TO DO:
Could you update the listing below so that every "one point per instance" becomes "a single point per instance", keeping all other wording unchanged and leaving the pictures out of your answer?

Collected data entries:
==================================================

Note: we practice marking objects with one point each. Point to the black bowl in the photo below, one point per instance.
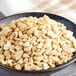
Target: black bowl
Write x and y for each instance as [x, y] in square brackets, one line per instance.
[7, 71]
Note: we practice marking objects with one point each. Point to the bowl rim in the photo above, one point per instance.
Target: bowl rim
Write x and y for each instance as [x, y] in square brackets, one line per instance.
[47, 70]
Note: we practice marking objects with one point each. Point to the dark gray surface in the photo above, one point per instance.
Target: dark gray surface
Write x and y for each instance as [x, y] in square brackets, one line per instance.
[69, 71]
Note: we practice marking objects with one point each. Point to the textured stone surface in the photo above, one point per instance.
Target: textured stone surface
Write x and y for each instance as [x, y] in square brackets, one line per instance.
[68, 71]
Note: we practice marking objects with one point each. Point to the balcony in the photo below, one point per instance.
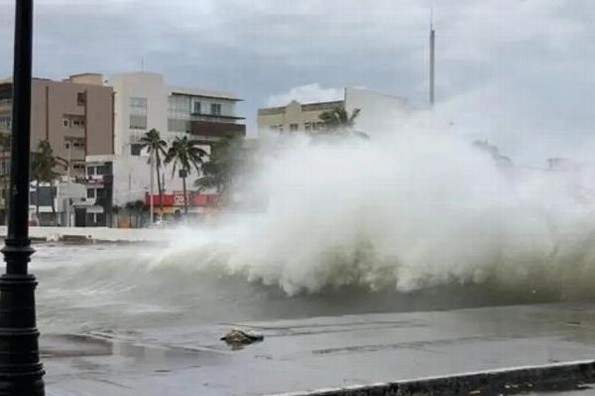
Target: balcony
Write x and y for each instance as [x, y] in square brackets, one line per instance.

==================================================

WRITTEN REPLY:
Note: we practice marking objects with one point each. Point to the black bowl in the photo below, a single point per instance.
Target: black bowl
Write x and y for each instance as [x, y] in square brackets, one line per instance.
[7, 71]
Note: we practice marking objects with one point each. Point to the bowl rim in the photo above, a single point per instance.
Target: bowl rim
Write x and y for each instance as [x, y] in square brackets, one line per instance.
[47, 70]
Note: we practice marking objects with one point each. Point to the dark gray surface in the photo above, a single point per instance.
Target: dark gray surface
Write x and y for each instance as [x, y] in square brackets, one line per instance.
[69, 71]
Note: we practice marking objects with one point each. Point to the textured stone surface in the photo above, a single point per instance.
Target: textured stone surface
Write x and y for each instance as [x, y] in square brackets, one line per instance.
[68, 71]
Note: we practice marking objects with one point each. Point to the balcony in the photo below, a single point per instance.
Target: balcony
Write x and y for each instance as [x, y] in square brackets, one line per instance.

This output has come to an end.